▶ Problem to solve
Change every "innermost point" in the records below to "central point", and copy out all the records with nothing else altered.

= = =

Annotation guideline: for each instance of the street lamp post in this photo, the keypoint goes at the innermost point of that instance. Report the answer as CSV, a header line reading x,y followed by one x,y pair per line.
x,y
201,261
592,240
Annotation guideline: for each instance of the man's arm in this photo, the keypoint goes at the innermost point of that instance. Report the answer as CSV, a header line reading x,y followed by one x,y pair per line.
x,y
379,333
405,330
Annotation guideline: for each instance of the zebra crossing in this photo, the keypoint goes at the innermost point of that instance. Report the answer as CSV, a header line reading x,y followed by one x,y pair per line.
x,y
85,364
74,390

= = =

▶ Task output
Annotation guideline: for each instance of the street lamp post in this photo, the keypoint goes at the central point of that instance. Report the answer as CSV, a header line reading x,y followed by one x,y pair per line.
x,y
201,261
592,240
Annotation guideline: for each instance of the man's arm in this photo, the keypoint goes at the central point of that instance. Report the answer as CSV, a header line reading x,y followed by one x,y pair per line.
x,y
379,333
405,330
Annotation guideline: for each instance of the zebra crossing in this photo, the keypoint goes at the central point of that instance. Report the answer as CSV, a header line reading x,y followed by one x,y pair per line.
x,y
85,364
74,390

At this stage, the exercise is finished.